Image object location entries
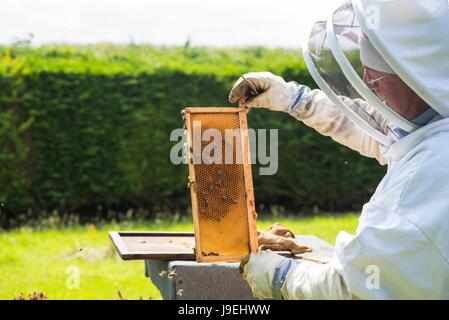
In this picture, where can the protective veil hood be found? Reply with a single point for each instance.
(411, 42)
(412, 37)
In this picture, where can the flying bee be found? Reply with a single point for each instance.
(172, 274)
(162, 273)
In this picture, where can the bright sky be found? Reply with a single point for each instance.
(271, 23)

■ **EXERCISE**: Extract, unchanged, the closing run of lines that opens with the line containing "In this picture, where can the flying" and ends with the last line.

■ **TASK SOLUTION**:
In this picture, where can the flying bee be found? Reply with a single point for each instance.
(172, 274)
(162, 273)
In this picture, where can the bright sky be found? Reply with a single point for each instance.
(271, 23)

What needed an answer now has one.